*** Input Section Begins ***

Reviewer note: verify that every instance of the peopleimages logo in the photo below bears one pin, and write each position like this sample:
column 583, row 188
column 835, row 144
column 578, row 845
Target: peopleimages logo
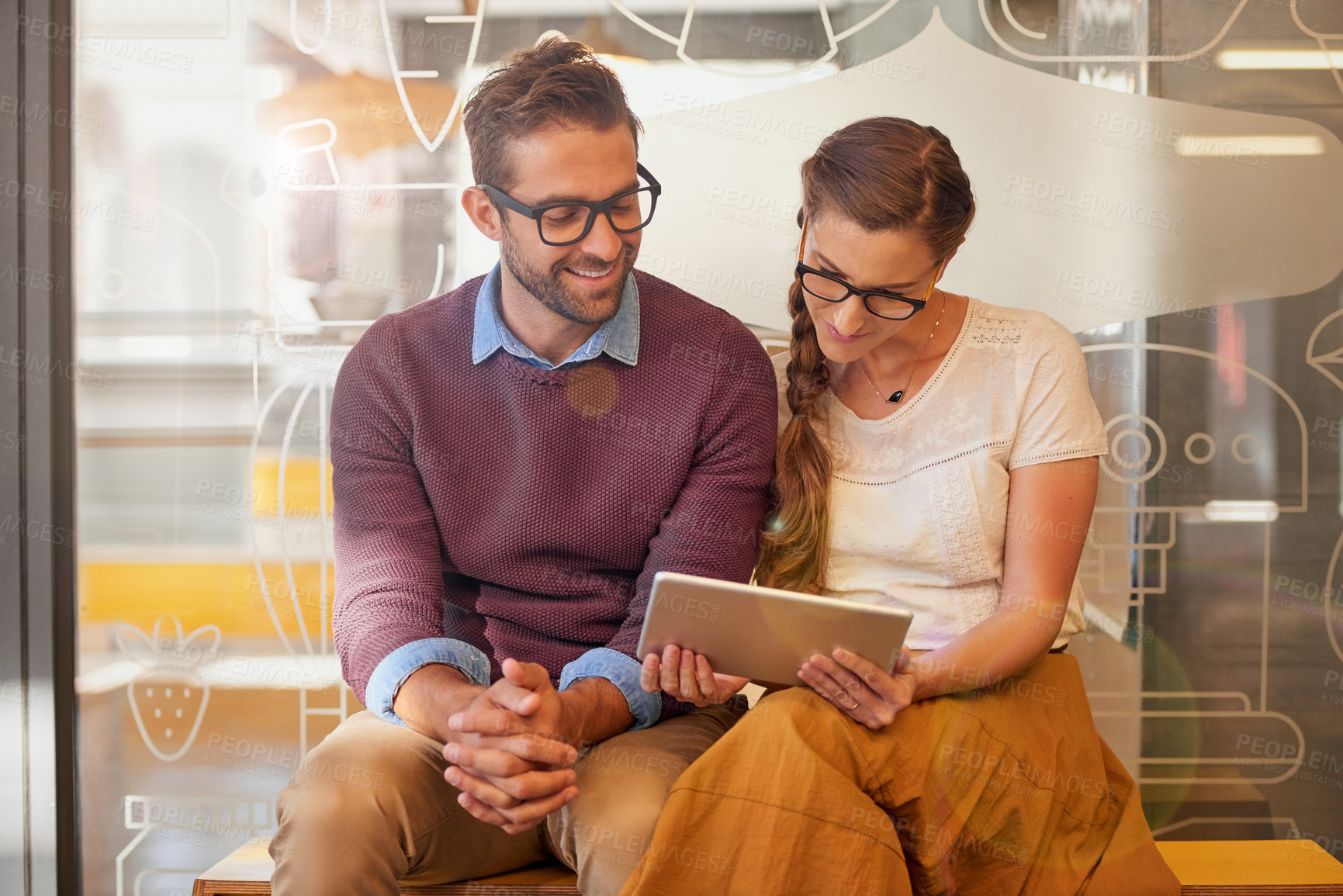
column 692, row 607
column 1061, row 200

*** Input Section Ends ***

● What is being asked
Your copy of the material above should be exact and free of pictures.

● Answer box
Reviewer note: verify that every instance of the peopleimages logo in the photo below bears one pin, and write each position like this sample:
column 583, row 188
column 835, row 144
column 578, row 845
Target: peopleimages logo
column 692, row 607
column 1061, row 200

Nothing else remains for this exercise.